▶ **Consegna**
Riscrivi il materiale a partire dalla riga che contiene "Expected: for the tree trunk" e fino alla fine, sostituendo "pan handle" con "pot handle" e lasciando invariato tutto il resto.

▶ **Dati da elaborare**

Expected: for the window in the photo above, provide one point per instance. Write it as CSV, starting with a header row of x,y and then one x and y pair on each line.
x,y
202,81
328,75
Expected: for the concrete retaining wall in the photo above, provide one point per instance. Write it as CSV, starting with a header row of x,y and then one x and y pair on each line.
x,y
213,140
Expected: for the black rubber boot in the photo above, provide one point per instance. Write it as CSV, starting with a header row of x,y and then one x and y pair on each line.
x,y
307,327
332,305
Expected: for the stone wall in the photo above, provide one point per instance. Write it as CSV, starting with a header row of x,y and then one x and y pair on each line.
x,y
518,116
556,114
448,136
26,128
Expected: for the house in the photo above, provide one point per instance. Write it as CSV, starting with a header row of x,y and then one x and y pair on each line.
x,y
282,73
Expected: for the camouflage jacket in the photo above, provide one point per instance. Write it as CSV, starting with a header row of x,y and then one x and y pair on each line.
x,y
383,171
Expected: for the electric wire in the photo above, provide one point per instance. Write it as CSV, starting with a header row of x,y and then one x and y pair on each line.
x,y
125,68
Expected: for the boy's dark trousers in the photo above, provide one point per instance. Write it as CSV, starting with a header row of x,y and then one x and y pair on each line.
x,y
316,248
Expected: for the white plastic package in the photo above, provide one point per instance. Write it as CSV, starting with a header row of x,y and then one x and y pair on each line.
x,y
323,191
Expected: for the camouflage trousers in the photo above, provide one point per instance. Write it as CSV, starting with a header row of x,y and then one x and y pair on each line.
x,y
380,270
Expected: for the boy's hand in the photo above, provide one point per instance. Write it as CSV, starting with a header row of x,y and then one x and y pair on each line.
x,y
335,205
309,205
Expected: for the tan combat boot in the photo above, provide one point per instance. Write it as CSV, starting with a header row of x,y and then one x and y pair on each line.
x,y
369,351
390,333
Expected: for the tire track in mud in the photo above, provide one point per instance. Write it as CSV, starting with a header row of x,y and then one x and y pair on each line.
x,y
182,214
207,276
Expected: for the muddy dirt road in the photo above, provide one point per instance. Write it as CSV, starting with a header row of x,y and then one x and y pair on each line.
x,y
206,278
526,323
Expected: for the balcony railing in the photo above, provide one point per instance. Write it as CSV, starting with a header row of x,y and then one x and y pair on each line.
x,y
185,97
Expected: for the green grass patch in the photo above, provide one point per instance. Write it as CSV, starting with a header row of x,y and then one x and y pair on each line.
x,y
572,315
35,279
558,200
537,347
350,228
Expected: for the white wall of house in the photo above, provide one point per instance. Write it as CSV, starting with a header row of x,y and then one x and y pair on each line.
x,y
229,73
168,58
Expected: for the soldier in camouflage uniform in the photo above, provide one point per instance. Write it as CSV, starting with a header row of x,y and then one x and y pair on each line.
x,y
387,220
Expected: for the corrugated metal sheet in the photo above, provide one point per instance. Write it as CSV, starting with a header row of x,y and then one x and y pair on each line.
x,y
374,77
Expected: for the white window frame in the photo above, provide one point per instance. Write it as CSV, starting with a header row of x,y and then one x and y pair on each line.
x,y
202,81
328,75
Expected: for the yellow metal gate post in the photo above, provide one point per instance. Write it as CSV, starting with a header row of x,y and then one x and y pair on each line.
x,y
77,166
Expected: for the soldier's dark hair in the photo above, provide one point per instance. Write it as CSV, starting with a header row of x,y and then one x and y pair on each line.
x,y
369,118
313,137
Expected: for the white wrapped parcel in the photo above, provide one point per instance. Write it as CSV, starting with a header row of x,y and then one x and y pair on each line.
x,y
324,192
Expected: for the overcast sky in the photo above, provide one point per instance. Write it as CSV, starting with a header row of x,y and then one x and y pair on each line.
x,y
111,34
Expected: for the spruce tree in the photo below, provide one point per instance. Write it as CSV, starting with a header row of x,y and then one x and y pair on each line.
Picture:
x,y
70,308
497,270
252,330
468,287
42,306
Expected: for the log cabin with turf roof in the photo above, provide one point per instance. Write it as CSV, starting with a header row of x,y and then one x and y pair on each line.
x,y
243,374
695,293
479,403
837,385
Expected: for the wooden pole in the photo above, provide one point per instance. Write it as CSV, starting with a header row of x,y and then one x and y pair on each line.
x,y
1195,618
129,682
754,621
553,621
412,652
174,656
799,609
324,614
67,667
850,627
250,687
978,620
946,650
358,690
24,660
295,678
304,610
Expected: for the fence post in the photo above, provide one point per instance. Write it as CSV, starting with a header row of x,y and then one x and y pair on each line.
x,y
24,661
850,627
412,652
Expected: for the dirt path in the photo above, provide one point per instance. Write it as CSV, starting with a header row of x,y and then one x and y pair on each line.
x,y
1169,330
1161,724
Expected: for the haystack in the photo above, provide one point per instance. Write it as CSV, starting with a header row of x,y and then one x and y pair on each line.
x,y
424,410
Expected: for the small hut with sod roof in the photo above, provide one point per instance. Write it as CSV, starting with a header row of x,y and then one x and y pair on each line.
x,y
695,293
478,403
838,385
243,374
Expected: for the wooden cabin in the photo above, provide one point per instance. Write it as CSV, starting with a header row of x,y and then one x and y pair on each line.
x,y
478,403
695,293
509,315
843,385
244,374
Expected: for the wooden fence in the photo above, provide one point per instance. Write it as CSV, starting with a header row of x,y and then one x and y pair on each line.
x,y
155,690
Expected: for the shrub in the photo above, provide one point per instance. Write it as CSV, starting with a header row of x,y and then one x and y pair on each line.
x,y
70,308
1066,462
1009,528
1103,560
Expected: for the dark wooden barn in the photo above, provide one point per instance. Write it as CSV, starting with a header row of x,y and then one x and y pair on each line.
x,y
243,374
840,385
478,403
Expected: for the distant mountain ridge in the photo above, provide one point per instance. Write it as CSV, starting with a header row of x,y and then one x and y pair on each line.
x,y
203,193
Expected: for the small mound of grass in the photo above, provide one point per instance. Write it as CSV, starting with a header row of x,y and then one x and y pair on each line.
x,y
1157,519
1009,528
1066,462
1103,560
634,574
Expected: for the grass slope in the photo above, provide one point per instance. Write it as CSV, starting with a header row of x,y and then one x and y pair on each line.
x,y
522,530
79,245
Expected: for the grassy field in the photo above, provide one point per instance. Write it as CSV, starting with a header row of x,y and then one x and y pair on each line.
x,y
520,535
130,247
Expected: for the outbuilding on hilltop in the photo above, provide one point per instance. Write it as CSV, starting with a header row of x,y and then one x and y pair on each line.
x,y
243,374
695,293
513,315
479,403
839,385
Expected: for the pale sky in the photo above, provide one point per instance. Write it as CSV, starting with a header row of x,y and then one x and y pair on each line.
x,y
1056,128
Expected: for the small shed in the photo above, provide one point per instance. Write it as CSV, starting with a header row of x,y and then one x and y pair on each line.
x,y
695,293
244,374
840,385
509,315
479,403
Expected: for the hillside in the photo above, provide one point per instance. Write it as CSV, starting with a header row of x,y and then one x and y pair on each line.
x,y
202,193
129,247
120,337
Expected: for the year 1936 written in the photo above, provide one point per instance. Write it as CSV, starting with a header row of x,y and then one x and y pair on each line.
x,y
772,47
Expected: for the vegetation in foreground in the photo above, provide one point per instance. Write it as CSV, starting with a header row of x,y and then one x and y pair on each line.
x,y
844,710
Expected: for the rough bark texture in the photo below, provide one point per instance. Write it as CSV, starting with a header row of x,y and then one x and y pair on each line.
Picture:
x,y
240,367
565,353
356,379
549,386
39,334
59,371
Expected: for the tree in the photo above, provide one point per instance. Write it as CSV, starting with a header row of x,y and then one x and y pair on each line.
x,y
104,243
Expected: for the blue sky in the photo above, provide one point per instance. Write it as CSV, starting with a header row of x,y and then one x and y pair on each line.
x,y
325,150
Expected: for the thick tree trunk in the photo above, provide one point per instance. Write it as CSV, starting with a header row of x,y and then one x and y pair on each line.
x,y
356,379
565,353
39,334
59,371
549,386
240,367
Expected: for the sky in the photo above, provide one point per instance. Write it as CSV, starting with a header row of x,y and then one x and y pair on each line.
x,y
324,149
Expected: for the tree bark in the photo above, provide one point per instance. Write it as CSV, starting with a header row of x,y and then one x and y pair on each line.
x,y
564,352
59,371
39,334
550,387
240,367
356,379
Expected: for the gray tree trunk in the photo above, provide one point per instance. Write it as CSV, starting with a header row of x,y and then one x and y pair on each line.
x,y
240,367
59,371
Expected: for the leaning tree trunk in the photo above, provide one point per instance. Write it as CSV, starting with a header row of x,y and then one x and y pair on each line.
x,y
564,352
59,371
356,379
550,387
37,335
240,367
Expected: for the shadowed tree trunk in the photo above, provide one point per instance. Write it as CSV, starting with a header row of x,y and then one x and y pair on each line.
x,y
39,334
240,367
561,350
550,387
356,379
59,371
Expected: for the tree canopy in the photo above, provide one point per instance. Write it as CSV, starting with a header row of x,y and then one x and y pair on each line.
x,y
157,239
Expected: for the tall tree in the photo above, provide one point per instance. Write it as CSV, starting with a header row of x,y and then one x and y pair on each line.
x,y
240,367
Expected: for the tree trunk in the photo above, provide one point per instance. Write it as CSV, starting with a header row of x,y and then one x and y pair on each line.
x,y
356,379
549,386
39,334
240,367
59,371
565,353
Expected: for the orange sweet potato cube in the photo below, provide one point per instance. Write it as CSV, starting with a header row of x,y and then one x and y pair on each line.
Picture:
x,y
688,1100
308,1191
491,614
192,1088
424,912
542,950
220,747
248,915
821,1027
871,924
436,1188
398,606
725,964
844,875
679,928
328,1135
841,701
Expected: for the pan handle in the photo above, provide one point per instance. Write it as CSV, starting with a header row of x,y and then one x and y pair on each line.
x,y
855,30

▶ **Soluzione**
Expected: for the tree trunk in the photo above, provide one point per instance. Write it as CSV, starting with a header row of x,y and then one x and y pair on each line.
x,y
356,379
549,386
39,334
240,367
59,371
565,353
Expected: for the orange sweet potato cube in the photo below, provide one point per instance. Write it as CSV, starting with a header row of x,y and then one x and y pair on each line.
Picture:
x,y
688,1100
308,1191
491,614
192,1088
424,912
542,950
220,747
248,915
821,1027
871,924
436,1188
398,606
725,964
844,875
679,928
328,1135
841,701
Expected: for the pot handle in the photo above, provide one point per instance. Write it as CSV, starting with a header row of x,y and then one x and y pair on each line.
x,y
855,30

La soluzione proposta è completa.